## YOUR ASSIGNMENT
When you copy the entries, keep every word exactly as it is and drop the images.

──────── RECORDS SHOWN

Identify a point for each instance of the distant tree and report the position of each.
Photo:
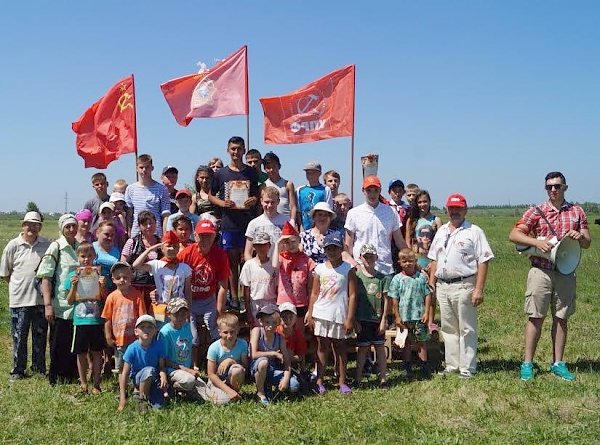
(32, 207)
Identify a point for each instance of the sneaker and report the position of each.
(15, 377)
(526, 373)
(345, 389)
(465, 375)
(446, 372)
(560, 369)
(321, 388)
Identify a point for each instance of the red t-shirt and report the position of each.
(207, 270)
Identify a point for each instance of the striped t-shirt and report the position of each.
(154, 198)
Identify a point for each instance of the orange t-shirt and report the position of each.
(123, 311)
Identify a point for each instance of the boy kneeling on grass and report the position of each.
(270, 358)
(227, 360)
(144, 363)
(176, 337)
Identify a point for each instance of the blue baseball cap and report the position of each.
(333, 239)
(395, 182)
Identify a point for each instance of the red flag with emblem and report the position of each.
(214, 92)
(108, 129)
(322, 109)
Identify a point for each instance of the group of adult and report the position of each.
(456, 254)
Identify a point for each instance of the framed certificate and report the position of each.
(369, 163)
(88, 285)
(239, 191)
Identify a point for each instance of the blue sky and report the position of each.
(482, 98)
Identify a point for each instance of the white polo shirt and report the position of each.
(459, 253)
(374, 225)
(19, 261)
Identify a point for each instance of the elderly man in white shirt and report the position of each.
(460, 254)
(374, 223)
(19, 261)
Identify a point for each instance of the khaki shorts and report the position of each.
(549, 289)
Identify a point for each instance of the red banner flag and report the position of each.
(107, 129)
(322, 109)
(215, 92)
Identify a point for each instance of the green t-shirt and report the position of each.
(370, 294)
(84, 312)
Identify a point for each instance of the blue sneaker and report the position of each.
(526, 371)
(560, 369)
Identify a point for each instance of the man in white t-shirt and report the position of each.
(460, 254)
(374, 222)
(270, 222)
(20, 259)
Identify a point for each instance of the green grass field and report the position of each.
(493, 407)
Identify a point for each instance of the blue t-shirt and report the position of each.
(177, 344)
(139, 357)
(84, 312)
(216, 353)
(308, 197)
(106, 260)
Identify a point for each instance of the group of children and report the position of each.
(152, 336)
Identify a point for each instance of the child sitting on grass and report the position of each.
(371, 308)
(123, 306)
(227, 360)
(176, 337)
(270, 359)
(144, 364)
(412, 297)
(331, 310)
(88, 333)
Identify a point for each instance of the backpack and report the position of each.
(37, 282)
(143, 278)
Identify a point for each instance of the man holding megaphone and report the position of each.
(547, 288)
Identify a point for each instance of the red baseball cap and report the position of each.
(183, 192)
(456, 200)
(370, 181)
(205, 226)
(289, 230)
(170, 237)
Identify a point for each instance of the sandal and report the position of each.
(321, 388)
(263, 400)
(345, 389)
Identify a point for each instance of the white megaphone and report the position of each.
(565, 254)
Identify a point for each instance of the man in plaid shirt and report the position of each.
(546, 287)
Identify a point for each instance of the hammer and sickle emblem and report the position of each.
(306, 103)
(124, 101)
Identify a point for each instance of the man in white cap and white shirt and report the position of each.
(19, 261)
(374, 222)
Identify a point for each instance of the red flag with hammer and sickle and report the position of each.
(107, 129)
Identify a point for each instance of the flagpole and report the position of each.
(352, 138)
(134, 123)
(247, 105)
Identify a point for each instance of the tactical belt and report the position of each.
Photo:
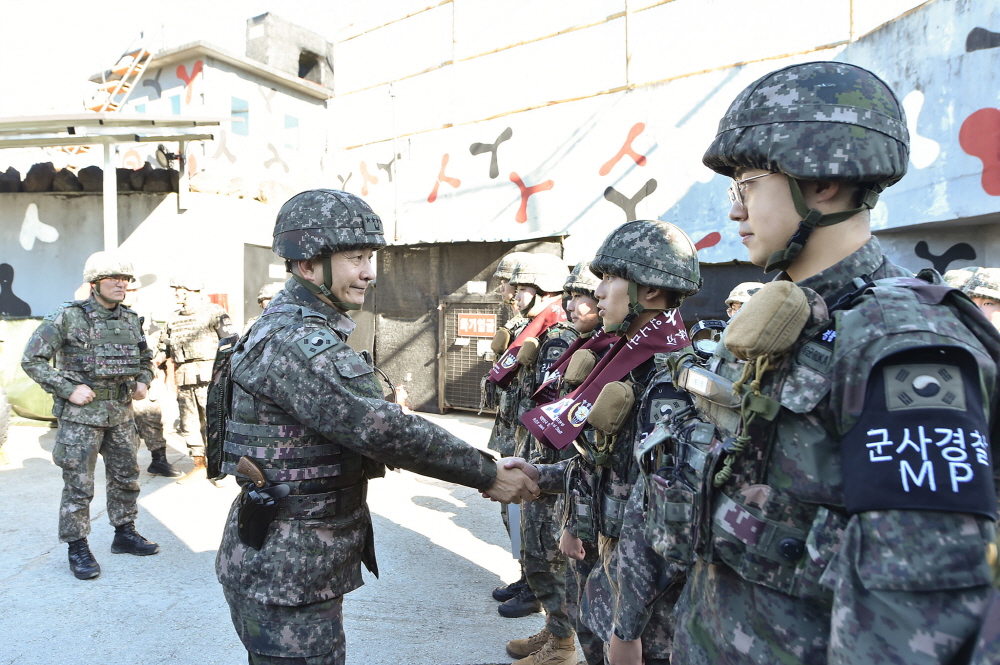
(116, 394)
(338, 503)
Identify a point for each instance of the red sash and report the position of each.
(549, 390)
(558, 423)
(503, 370)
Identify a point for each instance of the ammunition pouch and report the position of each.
(579, 366)
(528, 353)
(501, 340)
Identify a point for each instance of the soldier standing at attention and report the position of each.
(845, 512)
(307, 419)
(504, 400)
(149, 412)
(102, 363)
(191, 338)
(647, 268)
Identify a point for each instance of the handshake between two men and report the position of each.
(516, 481)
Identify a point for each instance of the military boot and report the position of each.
(505, 593)
(128, 541)
(529, 645)
(197, 472)
(520, 605)
(82, 561)
(555, 651)
(161, 466)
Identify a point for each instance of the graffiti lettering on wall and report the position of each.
(481, 148)
(981, 38)
(959, 252)
(522, 213)
(640, 160)
(10, 304)
(454, 182)
(628, 205)
(33, 228)
(188, 80)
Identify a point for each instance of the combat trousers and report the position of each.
(289, 635)
(191, 400)
(544, 564)
(75, 452)
(576, 578)
(149, 418)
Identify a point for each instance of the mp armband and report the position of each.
(921, 442)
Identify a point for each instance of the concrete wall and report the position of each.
(474, 120)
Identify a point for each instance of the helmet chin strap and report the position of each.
(811, 218)
(634, 310)
(324, 288)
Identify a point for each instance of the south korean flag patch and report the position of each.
(921, 442)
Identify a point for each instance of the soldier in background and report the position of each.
(264, 296)
(504, 400)
(307, 413)
(191, 338)
(149, 412)
(984, 289)
(739, 295)
(102, 363)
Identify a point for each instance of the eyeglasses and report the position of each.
(736, 188)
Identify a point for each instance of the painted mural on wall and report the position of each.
(585, 166)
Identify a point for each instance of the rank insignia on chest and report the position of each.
(316, 342)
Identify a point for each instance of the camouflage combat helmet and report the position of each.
(648, 253)
(742, 292)
(188, 282)
(100, 265)
(984, 284)
(959, 277)
(319, 222)
(581, 280)
(815, 121)
(506, 266)
(268, 291)
(546, 272)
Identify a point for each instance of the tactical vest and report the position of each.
(192, 336)
(112, 350)
(326, 478)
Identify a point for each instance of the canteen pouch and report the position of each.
(501, 340)
(769, 323)
(580, 365)
(612, 407)
(528, 353)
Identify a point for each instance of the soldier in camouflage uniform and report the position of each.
(264, 297)
(792, 558)
(102, 363)
(504, 400)
(308, 410)
(539, 281)
(581, 555)
(984, 289)
(191, 338)
(647, 268)
(149, 412)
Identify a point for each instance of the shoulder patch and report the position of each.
(316, 342)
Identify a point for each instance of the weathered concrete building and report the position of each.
(472, 126)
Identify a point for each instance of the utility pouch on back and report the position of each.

────────────────

## REPLY TO THE TASK
Identify a point for each instance of the distant tree and report the position of each.
Photo:
(32, 207)
Identify a point for each instance of the sneaker and report the position of each.
(15, 377)
(526, 373)
(345, 389)
(465, 375)
(446, 372)
(560, 369)
(321, 388)
Identify a point for each instance of the red t-shirt and report the position of each.
(207, 270)
Identify a point for each instance of the striped t-shirt and report the position of each.
(154, 198)
Identify a point for each instance of the orange t-shirt and report the position of each.
(123, 311)
Identify a point for each instance of the boy kneeling on grass and report the position of each.
(270, 358)
(227, 360)
(144, 363)
(176, 337)
Identify a point for each instance of the blue baseball cap and report the position of each.
(333, 239)
(395, 182)
Identify a point for each instance of the red flag with emblem and report the position of each.
(214, 92)
(108, 129)
(322, 109)
Identify a point for each instance of the group of adult and report the position of each.
(456, 254)
Identify a point for each instance of the framed certificate and report the position of each.
(369, 163)
(88, 285)
(239, 191)
Identify a point for each instance of the blue sky and report the position of each.
(482, 98)
Identify a point for each instance of the white polo shirt and report the position of each.
(459, 253)
(374, 225)
(19, 261)
Identify a point for each instance of the elderly man in white shirt and report the position of each.
(460, 254)
(374, 223)
(19, 261)
Identify a point for each instance of the khaki shorts and report the position of each.
(549, 289)
Identify a point for each instance of the red banner flag and report the position of each.
(107, 129)
(322, 109)
(215, 92)
Identify a point for each instance of the green t-shirt and report the position of each.
(370, 294)
(84, 312)
Identify a point for each instance of the blue sneaker and report the position of each.
(526, 371)
(560, 369)
Identify a point for each instance of the man in white t-shirt and report the position of each.
(460, 254)
(374, 222)
(270, 222)
(20, 259)
Identify a point for each instance of the green grass field and report the position of each.
(493, 407)
Identify a point for each instance of the blue t-shirt and report the position of each.
(177, 344)
(139, 357)
(84, 312)
(216, 353)
(308, 197)
(106, 260)
Identify a point for each instance of the group of children and report the position of each.
(152, 336)
Identify a point for each instance of the child sitting on grass and report the position of each.
(371, 308)
(123, 306)
(227, 360)
(176, 337)
(270, 359)
(144, 364)
(412, 297)
(331, 310)
(88, 333)
Identify a point for each instance of the backpack and report the position of each.
(37, 282)
(143, 278)
Identify a point for each instance of the man holding megaphone and report the position of each.
(547, 288)
Identify a point for each instance of the red baseball cap and report the position of each.
(183, 192)
(456, 200)
(370, 181)
(205, 226)
(289, 230)
(170, 237)
Identify a point for each instance of the sandal and report the position of each.
(321, 388)
(263, 400)
(345, 389)
Identify a point for each instance of the white megaphone and report the position of each.
(565, 254)
Identify a point for each instance of the man in plaid shirt and report the position of each.
(546, 287)
Identify a point for each instance of the hammer and sickle emblem and report the position of each.
(306, 103)
(124, 101)
Identify a point for each instance of the man in white cap and white shirt and report the position of each.
(19, 261)
(374, 222)
Identify a point for each instance of the red flag with hammer and sickle and report the position of each.
(107, 129)
Identify a point for each instance of the flagpole and report the position of each.
(352, 138)
(134, 123)
(247, 105)
Identify a point for each instance of the tactical belt and report the position of each.
Photo:
(116, 394)
(338, 503)
Identify a point for each instance of the red sash and report the position of each.
(549, 390)
(558, 423)
(503, 370)
Identify a point for each instance of the ammunition pouch and report the position of each.
(579, 366)
(528, 353)
(501, 340)
Identify a point for each instance of the soldier standing at attention and report the position of each.
(845, 512)
(307, 419)
(504, 400)
(149, 412)
(102, 363)
(191, 338)
(647, 268)
Identify a point for each instance of the handshake between two men and report the position of each.
(516, 481)
Identify a point for each instance of the military boot and report the position of each.
(505, 593)
(128, 541)
(529, 645)
(197, 472)
(520, 605)
(82, 561)
(555, 651)
(161, 466)
Identify a point for each instance of the graffiti lettering on wall and report the position of each.
(481, 148)
(981, 38)
(959, 252)
(522, 213)
(640, 160)
(10, 304)
(454, 182)
(628, 205)
(33, 228)
(188, 80)
Identify a point for each instance of the combat trousers and report the position of each.
(289, 635)
(191, 400)
(544, 564)
(75, 452)
(576, 578)
(149, 418)
Identify a point for each instance of the mp armband and report the position of each.
(921, 442)
Identify a point for each instance of the concrete wall and report the position of each.
(474, 120)
Identify a point for each instance of the helmet chin strap and report the position of each.
(811, 218)
(634, 310)
(324, 288)
Identify a point for each instance of the south korean flag patch and report the position of each.
(921, 442)
Identify a point for each instance of the soldier in background and report the position of each.
(264, 296)
(504, 400)
(307, 413)
(191, 338)
(149, 412)
(984, 289)
(739, 295)
(102, 363)
Identify a point for each instance of the eyeglasses and report the position of each.
(736, 188)
Identify a point for each instance of the painted mural on wall and report the position of each.
(585, 166)
Identify a point for each instance of the rank insignia on chest and report the position of each.
(316, 342)
Identify a point for each instance of the camouflage combat helmet and report the position of each.
(648, 253)
(742, 292)
(188, 282)
(100, 265)
(984, 284)
(959, 277)
(319, 222)
(581, 280)
(815, 121)
(506, 266)
(268, 291)
(546, 272)
Identify a point for each instance of the tactical vest and report the position of each.
(192, 336)
(112, 350)
(326, 478)
Identify a point for each instance of the canteen pouch and report the position of each.
(501, 340)
(769, 323)
(580, 365)
(612, 407)
(528, 353)
Identify a point for each instance of the soldier in camouflage uniform and report the position of each.
(264, 297)
(792, 558)
(102, 363)
(504, 400)
(308, 410)
(539, 281)
(581, 555)
(984, 289)
(191, 338)
(647, 268)
(149, 412)
Identify a point for each instance of the shoulder patch and report the position of each.
(316, 342)
Identify a point for each instance of the weathered concrete building and report the position of each.
(472, 126)
Identify a point for each instance of the utility pouch on back and report the position of each.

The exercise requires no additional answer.